Provided text –
________________________
Analyst Barbara Ryan of Deutsche Bank has already called for Merck’s chief executive Raymond Gilmartin to resign. “The company needs a plan that works and a new CEO,” she wrote in a report after the layoff announcement. Tong says it is unlikely that Gilmartin will be forced out. “That would not change the company overnight and I think most of the board members are not [in favor of] forcing him out, so he will probably have the choice to stay another three years or so.”

 

In the long run, however, Brilliant predicts that Merck’s emphasis on quality research will revitalize the firm. Peter Kim, who joined Merck as head of research two years ago from the Massachusetts Institute of Technology, is a well-respected scientist, she adds. “In the long-term Merck looks positive because it has an excellent R&D team.”

 

Shedding Medco

This summer Merck did respond to complaints from analysts and spun off its pharmacy benefits subsidiary, Medco Health Solutions. Nicholson says analysts had been disturbed by the business because it made it difficult to evaluate the company as a whole.

 

Meanwhile, in August, the U.S. Attorney in Philadelphia accused Medco of destroying patients’ mail-order prescriptions and switching patients to Merck drugs or to drugs from companies that gave rebates. Merck, according to Nicholson, is not likely to be tainted by the charges against Medco because investors viewed the two companies as separate. Medco has denied the charges.
________________________
Brief 1 –
Answer these questions using the Merck article:
(a) Which Deutsche Bank analyst called for Merck's chief executive to resign?
(b) From which institution did Peter Kim join Merck as head of research?
(c) What pharmacy benefits subsidiary did Merck spin off this summer?
Brief 2 – Extract the passage of the Merck article starting with "Shedding Medco" and going on through "as a whole.", copied word for word.
Use nothing beyond the Merck article.

Supplied data –
________________________
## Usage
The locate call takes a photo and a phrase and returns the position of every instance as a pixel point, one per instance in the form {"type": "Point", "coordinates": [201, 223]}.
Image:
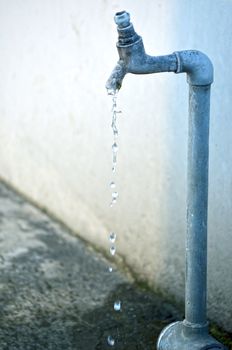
________________________
Written response 1 –
(a) Barbara Ryan
(b) The Massachusetts Institute of Technology
(c) Medco Health Solutions

Written response 2 –
Shedding Medco

This summer Merck did respond to complaints from analysts and spun off its pharmacy benefits subsidiary, Medco Health Solutions. Nicholson says analysts had been disturbed by the business because it made it difficult to evaluate the company as a whole.